THE INPUT section start

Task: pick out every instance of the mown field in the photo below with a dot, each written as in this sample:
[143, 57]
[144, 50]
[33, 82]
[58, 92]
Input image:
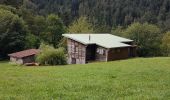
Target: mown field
[134, 79]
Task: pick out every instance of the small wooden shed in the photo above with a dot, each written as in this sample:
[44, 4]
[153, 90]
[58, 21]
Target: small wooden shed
[84, 48]
[23, 57]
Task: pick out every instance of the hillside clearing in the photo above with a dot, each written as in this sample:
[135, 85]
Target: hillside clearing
[141, 78]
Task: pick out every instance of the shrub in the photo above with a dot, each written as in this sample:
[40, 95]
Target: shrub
[51, 56]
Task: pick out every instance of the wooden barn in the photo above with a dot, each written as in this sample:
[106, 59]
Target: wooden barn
[24, 57]
[84, 48]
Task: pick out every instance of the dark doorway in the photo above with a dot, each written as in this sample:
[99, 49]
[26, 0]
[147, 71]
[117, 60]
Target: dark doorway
[91, 52]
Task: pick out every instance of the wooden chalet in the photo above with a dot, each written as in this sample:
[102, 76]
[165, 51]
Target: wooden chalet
[84, 48]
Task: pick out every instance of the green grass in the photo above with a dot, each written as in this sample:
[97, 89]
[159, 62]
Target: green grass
[134, 79]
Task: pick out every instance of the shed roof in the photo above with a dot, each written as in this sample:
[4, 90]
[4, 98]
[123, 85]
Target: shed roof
[24, 53]
[105, 40]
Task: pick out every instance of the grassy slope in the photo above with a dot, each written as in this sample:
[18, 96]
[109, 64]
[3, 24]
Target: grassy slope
[147, 78]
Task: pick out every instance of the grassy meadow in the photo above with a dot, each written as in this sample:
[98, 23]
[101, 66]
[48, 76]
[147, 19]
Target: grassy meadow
[133, 79]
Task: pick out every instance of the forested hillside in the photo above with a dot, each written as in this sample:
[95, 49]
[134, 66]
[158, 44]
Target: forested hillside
[108, 12]
[45, 20]
[104, 12]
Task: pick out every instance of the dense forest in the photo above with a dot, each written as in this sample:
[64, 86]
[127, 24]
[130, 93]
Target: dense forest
[45, 20]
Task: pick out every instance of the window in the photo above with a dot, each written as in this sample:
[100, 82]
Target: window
[101, 51]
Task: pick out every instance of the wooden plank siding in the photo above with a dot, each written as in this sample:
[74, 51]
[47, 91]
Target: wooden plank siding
[76, 52]
[79, 53]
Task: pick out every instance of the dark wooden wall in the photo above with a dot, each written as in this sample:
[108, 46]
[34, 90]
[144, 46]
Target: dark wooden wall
[76, 52]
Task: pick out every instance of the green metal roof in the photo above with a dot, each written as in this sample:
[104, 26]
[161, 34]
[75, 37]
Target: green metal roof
[104, 40]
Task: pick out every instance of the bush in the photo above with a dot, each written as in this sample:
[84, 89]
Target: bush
[51, 56]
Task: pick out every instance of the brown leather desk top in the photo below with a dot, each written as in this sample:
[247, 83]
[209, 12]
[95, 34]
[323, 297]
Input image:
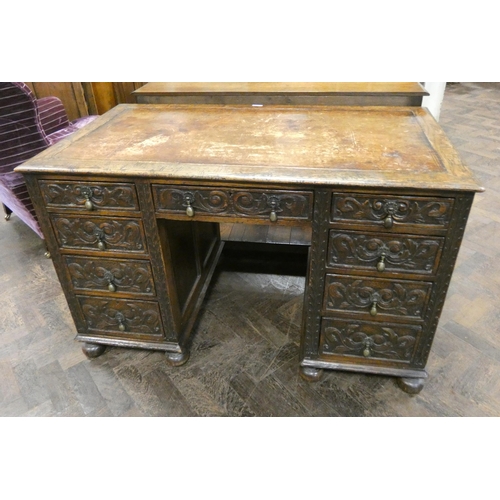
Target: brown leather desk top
[362, 146]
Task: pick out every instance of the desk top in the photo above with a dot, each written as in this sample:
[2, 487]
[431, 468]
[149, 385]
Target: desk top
[282, 88]
[317, 145]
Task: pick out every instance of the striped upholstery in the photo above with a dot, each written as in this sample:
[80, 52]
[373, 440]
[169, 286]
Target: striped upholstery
[27, 127]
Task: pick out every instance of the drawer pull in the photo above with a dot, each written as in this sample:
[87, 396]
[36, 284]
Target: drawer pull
[121, 322]
[110, 278]
[87, 192]
[381, 263]
[190, 211]
[366, 351]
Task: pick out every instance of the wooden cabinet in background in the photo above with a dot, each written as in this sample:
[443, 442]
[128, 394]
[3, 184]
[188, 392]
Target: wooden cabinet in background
[86, 98]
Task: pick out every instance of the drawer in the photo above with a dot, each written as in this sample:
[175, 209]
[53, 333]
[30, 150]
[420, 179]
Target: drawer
[110, 276]
[368, 340]
[384, 253]
[120, 317]
[391, 212]
[376, 298]
[248, 204]
[99, 233]
[89, 195]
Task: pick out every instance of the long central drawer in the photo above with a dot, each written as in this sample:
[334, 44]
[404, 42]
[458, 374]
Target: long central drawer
[256, 204]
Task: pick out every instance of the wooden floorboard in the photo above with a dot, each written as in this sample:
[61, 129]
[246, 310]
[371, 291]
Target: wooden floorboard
[245, 349]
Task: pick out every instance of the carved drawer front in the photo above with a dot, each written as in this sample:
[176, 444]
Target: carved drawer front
[120, 317]
[387, 212]
[367, 340]
[89, 195]
[110, 276]
[384, 253]
[99, 233]
[259, 204]
[376, 298]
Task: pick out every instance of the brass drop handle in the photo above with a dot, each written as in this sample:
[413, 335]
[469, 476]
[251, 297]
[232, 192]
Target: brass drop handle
[87, 192]
[100, 244]
[381, 263]
[121, 322]
[366, 351]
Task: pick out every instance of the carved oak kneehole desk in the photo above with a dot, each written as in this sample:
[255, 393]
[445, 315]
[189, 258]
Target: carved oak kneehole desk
[131, 205]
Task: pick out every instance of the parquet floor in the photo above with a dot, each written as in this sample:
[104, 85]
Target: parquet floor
[245, 350]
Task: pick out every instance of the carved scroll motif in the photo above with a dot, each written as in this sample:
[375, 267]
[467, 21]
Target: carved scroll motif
[392, 297]
[130, 276]
[395, 342]
[240, 203]
[133, 317]
[123, 235]
[407, 253]
[121, 196]
[403, 210]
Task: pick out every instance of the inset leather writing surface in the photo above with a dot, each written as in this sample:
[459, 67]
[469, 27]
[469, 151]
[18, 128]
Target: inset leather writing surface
[363, 146]
[263, 138]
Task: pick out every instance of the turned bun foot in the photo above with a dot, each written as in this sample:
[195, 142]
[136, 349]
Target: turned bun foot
[411, 385]
[310, 374]
[177, 358]
[93, 350]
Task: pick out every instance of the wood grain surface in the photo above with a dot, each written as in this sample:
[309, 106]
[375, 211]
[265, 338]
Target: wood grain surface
[365, 146]
[245, 347]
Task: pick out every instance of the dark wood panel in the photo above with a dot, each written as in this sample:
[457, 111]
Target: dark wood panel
[71, 94]
[250, 369]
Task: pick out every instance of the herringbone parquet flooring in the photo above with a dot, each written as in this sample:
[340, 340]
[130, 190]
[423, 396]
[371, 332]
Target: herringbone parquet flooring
[245, 350]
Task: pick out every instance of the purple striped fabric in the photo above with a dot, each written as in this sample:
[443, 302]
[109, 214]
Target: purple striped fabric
[27, 127]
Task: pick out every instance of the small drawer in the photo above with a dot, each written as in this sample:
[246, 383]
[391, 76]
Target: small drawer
[122, 318]
[99, 233]
[384, 253]
[368, 340]
[110, 276]
[89, 196]
[391, 212]
[247, 204]
[376, 298]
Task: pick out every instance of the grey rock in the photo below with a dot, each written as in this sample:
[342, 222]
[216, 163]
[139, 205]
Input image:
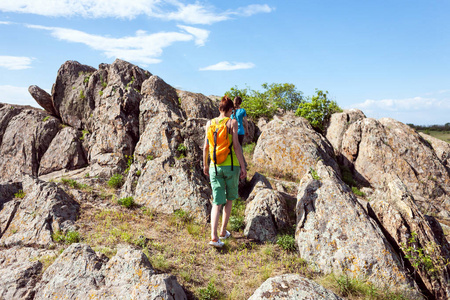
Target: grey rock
[400, 217]
[292, 287]
[180, 186]
[289, 146]
[24, 142]
[337, 236]
[197, 105]
[338, 125]
[43, 98]
[441, 148]
[65, 152]
[79, 273]
[30, 221]
[20, 270]
[375, 148]
[266, 215]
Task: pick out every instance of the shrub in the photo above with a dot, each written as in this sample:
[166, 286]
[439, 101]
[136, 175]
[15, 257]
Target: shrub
[286, 242]
[318, 110]
[116, 181]
[208, 293]
[314, 174]
[357, 192]
[69, 238]
[127, 202]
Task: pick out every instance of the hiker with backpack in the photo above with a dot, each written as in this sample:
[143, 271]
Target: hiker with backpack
[227, 166]
[241, 116]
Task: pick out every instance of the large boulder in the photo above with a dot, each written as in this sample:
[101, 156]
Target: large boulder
[441, 148]
[31, 221]
[289, 146]
[25, 140]
[426, 251]
[292, 287]
[197, 105]
[43, 98]
[336, 234]
[65, 152]
[20, 270]
[266, 215]
[79, 273]
[375, 148]
[69, 93]
[168, 184]
[338, 125]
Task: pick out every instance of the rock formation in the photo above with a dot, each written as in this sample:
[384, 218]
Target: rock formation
[121, 119]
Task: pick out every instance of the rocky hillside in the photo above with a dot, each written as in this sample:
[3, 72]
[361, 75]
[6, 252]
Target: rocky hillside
[369, 199]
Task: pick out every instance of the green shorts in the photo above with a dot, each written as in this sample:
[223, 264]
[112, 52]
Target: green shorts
[225, 184]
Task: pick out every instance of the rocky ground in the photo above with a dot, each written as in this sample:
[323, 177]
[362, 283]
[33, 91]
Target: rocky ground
[366, 203]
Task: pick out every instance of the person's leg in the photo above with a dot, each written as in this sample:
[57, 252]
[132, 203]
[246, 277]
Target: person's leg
[225, 217]
[218, 187]
[241, 139]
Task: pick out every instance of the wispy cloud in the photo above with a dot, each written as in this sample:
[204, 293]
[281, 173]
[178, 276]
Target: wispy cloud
[253, 10]
[197, 13]
[227, 66]
[416, 110]
[143, 47]
[15, 62]
[16, 95]
[201, 35]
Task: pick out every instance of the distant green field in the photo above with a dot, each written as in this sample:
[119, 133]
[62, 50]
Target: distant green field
[442, 135]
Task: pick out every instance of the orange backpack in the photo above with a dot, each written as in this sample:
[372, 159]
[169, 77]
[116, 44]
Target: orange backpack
[219, 144]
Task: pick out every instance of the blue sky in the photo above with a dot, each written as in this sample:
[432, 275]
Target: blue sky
[388, 58]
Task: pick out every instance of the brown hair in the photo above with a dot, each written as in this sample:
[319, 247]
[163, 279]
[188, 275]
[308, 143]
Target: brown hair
[225, 104]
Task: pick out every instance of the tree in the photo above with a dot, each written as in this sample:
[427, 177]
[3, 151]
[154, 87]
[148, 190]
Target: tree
[319, 110]
[265, 103]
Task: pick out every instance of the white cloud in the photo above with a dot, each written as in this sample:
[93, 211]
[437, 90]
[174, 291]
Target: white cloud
[15, 62]
[253, 10]
[201, 35]
[16, 95]
[416, 110]
[143, 47]
[175, 10]
[227, 66]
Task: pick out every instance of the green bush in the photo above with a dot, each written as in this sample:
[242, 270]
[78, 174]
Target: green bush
[20, 194]
[357, 192]
[286, 242]
[208, 293]
[69, 238]
[116, 181]
[127, 202]
[318, 110]
[265, 103]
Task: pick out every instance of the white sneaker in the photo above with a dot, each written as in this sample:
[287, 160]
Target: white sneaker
[227, 235]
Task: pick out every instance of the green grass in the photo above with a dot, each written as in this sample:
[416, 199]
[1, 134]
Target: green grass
[69, 238]
[287, 242]
[127, 202]
[116, 181]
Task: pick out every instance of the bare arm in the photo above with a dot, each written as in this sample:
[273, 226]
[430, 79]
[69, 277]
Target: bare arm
[238, 149]
[206, 151]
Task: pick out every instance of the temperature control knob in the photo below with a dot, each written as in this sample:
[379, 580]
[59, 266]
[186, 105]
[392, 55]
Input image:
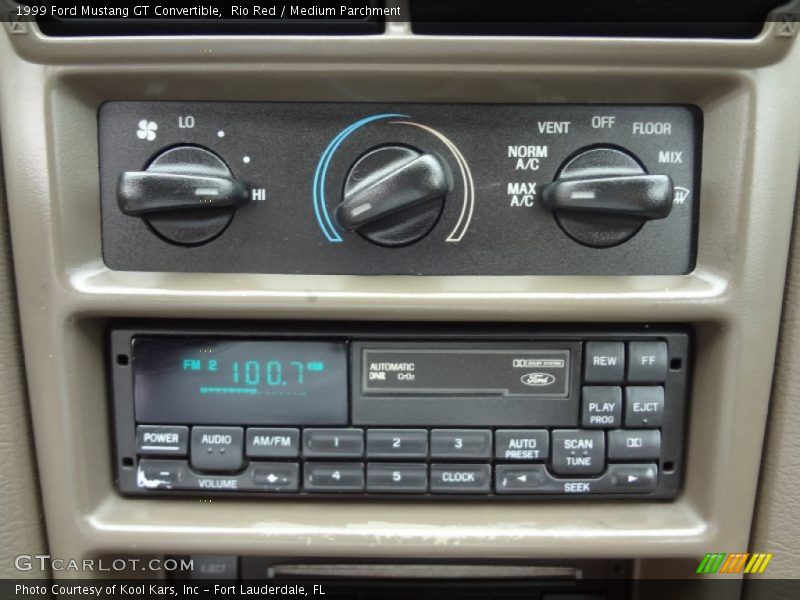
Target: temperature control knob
[603, 196]
[394, 195]
[187, 194]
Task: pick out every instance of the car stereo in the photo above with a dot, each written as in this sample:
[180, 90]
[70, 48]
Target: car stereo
[384, 411]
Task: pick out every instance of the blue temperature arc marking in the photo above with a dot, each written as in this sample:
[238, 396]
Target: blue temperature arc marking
[320, 203]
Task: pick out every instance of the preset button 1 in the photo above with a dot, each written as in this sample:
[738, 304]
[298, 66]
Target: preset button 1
[333, 442]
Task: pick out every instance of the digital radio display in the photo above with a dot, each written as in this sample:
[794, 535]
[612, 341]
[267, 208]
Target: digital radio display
[222, 381]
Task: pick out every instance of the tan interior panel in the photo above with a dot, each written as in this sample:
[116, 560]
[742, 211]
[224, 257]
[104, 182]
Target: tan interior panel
[23, 534]
[50, 92]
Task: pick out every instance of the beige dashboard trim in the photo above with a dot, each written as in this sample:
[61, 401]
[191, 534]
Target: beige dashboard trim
[50, 91]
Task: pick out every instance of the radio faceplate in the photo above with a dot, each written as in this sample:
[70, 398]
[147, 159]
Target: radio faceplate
[382, 411]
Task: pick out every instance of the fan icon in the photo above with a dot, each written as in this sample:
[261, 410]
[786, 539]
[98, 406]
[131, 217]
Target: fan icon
[147, 130]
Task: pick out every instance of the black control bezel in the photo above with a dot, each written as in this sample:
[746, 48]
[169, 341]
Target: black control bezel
[676, 391]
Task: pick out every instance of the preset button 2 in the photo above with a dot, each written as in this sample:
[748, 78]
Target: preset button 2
[397, 443]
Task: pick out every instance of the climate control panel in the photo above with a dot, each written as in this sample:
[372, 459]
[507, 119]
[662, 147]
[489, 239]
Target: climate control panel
[407, 189]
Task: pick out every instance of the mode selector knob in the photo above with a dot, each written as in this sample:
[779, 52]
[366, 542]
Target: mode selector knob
[394, 195]
[187, 194]
[602, 197]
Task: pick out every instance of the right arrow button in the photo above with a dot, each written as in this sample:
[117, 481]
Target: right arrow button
[632, 478]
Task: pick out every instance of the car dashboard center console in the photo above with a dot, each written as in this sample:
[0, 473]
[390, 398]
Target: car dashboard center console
[562, 414]
[400, 295]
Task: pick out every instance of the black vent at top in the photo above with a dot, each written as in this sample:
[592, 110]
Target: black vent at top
[186, 18]
[615, 18]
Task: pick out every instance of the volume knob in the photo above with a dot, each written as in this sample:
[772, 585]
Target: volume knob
[394, 195]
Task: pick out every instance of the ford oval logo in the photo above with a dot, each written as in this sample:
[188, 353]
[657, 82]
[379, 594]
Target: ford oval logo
[537, 379]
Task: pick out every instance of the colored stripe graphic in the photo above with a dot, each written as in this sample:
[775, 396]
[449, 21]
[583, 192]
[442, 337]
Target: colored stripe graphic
[711, 563]
[734, 563]
[758, 563]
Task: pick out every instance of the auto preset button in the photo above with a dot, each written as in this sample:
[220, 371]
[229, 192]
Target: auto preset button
[522, 444]
[461, 479]
[578, 452]
[217, 448]
[461, 443]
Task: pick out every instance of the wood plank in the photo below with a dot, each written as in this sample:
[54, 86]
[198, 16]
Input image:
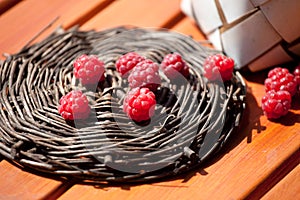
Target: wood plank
[257, 150]
[18, 184]
[289, 183]
[146, 13]
[7, 4]
[20, 26]
[189, 27]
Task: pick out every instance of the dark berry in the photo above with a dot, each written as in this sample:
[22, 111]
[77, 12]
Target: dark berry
[127, 62]
[89, 69]
[281, 79]
[139, 104]
[297, 76]
[74, 105]
[173, 66]
[145, 74]
[218, 65]
[276, 103]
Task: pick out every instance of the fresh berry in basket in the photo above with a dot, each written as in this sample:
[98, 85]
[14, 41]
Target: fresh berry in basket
[139, 104]
[173, 66]
[127, 62]
[297, 75]
[89, 69]
[145, 74]
[218, 65]
[276, 103]
[281, 79]
[74, 105]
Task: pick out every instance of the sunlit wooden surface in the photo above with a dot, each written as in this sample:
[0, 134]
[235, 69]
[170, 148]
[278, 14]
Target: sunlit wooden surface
[261, 160]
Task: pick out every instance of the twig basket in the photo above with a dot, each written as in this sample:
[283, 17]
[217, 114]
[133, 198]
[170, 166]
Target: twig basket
[192, 120]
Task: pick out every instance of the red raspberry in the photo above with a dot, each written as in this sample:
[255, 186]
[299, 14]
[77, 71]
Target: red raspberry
[281, 79]
[297, 76]
[276, 104]
[145, 74]
[128, 61]
[74, 105]
[218, 64]
[172, 64]
[139, 104]
[89, 69]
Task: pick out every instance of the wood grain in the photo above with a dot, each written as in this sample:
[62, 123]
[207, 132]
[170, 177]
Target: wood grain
[144, 13]
[17, 184]
[255, 154]
[7, 4]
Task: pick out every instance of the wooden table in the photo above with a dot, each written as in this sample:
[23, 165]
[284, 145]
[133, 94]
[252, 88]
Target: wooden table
[261, 160]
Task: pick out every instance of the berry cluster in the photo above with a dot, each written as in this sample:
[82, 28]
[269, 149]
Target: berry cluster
[281, 86]
[144, 79]
[74, 105]
[218, 66]
[89, 70]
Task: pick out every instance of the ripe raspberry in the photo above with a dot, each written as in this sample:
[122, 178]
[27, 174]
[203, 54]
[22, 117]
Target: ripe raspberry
[297, 76]
[281, 79]
[128, 61]
[172, 64]
[145, 74]
[89, 69]
[139, 104]
[74, 105]
[218, 64]
[276, 103]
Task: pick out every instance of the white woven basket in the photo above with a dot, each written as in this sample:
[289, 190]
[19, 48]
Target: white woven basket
[255, 33]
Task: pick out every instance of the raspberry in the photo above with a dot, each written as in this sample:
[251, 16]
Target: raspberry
[89, 69]
[145, 74]
[128, 61]
[276, 103]
[218, 64]
[281, 79]
[139, 104]
[297, 76]
[74, 105]
[172, 64]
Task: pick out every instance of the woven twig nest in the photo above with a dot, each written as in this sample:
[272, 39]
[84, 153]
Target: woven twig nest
[192, 121]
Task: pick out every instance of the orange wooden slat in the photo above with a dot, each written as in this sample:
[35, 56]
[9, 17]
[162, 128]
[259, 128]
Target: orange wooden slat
[252, 156]
[21, 23]
[292, 180]
[7, 4]
[18, 184]
[146, 13]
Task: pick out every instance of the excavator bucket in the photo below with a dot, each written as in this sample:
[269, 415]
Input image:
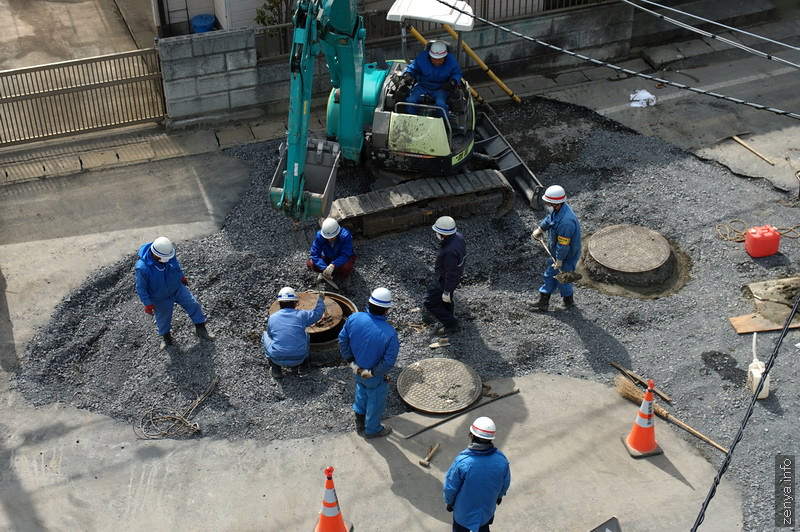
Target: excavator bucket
[322, 163]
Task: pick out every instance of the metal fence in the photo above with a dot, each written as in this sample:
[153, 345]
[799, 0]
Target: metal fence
[277, 40]
[69, 97]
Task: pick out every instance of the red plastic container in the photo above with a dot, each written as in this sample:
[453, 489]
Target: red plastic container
[762, 241]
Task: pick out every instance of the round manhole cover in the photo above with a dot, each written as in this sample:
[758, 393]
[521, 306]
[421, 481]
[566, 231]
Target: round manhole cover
[439, 385]
[629, 248]
[333, 311]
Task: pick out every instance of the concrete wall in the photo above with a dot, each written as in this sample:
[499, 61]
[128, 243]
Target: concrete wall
[209, 73]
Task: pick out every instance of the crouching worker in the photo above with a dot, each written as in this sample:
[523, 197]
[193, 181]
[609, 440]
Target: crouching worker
[286, 342]
[370, 345]
[332, 252]
[160, 283]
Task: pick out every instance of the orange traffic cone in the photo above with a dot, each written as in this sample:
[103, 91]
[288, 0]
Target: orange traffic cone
[641, 441]
[330, 517]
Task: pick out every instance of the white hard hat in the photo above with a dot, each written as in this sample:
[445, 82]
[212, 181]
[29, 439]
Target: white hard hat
[381, 297]
[163, 248]
[287, 293]
[483, 427]
[438, 50]
[330, 228]
[445, 225]
[554, 194]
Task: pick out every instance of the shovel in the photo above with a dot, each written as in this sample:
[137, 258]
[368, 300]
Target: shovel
[562, 277]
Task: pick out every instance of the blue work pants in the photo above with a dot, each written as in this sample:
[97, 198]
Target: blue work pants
[550, 282]
[371, 402]
[444, 312]
[164, 308]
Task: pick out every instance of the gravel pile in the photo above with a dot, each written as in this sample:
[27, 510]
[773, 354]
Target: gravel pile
[100, 352]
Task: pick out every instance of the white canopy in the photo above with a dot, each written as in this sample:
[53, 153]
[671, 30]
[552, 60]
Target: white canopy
[432, 11]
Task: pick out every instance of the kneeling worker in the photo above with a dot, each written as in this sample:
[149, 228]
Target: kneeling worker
[286, 342]
[332, 251]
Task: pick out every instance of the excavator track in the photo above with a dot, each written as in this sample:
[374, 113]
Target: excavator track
[421, 201]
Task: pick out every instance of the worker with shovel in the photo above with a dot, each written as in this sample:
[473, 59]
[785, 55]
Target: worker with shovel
[332, 253]
[564, 248]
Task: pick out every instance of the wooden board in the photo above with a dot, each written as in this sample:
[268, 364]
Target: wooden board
[757, 323]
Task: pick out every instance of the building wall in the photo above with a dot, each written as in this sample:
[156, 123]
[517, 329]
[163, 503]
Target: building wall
[217, 71]
[209, 73]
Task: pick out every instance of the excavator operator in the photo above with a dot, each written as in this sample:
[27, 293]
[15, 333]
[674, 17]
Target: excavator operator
[436, 73]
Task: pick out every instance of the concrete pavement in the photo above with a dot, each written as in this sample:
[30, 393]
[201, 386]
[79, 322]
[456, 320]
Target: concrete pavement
[65, 469]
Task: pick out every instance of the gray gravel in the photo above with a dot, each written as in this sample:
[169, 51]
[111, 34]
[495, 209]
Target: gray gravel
[100, 351]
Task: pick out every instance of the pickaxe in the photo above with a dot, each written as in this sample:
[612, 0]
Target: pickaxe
[746, 145]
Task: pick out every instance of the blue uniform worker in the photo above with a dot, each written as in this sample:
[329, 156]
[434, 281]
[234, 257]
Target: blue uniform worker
[447, 272]
[437, 73]
[286, 342]
[371, 347]
[332, 250]
[161, 284]
[564, 243]
[477, 480]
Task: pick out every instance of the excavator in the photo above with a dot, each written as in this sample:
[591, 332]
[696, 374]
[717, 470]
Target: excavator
[368, 123]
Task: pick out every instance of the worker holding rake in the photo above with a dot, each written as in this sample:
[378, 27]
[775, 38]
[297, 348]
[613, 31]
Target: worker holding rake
[564, 248]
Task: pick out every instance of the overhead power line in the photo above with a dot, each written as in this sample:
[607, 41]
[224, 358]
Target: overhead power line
[721, 25]
[713, 36]
[696, 90]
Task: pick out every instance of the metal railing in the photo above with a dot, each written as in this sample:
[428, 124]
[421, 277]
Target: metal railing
[277, 40]
[69, 97]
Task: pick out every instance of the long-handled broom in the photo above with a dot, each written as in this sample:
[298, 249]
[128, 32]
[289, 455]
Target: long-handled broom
[627, 389]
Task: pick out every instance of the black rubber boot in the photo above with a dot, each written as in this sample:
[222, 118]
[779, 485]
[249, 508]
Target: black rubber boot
[275, 370]
[166, 341]
[385, 431]
[202, 332]
[566, 303]
[361, 422]
[543, 303]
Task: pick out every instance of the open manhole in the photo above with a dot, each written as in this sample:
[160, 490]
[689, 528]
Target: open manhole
[439, 385]
[325, 333]
[630, 255]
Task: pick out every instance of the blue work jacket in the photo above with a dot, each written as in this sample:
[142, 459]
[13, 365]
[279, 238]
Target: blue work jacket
[432, 78]
[323, 253]
[287, 330]
[450, 262]
[564, 235]
[371, 342]
[156, 281]
[474, 482]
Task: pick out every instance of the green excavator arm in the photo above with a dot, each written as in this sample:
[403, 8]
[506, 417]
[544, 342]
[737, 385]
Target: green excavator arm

THE INPUT section end

Scan the entries above for the string "below", and copy every line where it turns up.

▶ **EXPECTED OUTPUT**
Task: pick out every instance of the mown field in the photo below with a dot, each written as in this sample:
Task: pick out every instance of the brown leather desk top in the photo below with a dot, each written as in this sample:
Task: pick out every instance of the grey rock in the photo below with a dot, each written as in this sample:
Task: pick out every instance of the temperature control knob in the photo below with a dot, each written as in this sample:
Task: pick out every instance of the wood plank in the photo below with a dot, each written as in this sample:
Task: pick out every instance of the excavator bucket in the photo below with a dot, each written as in this sample:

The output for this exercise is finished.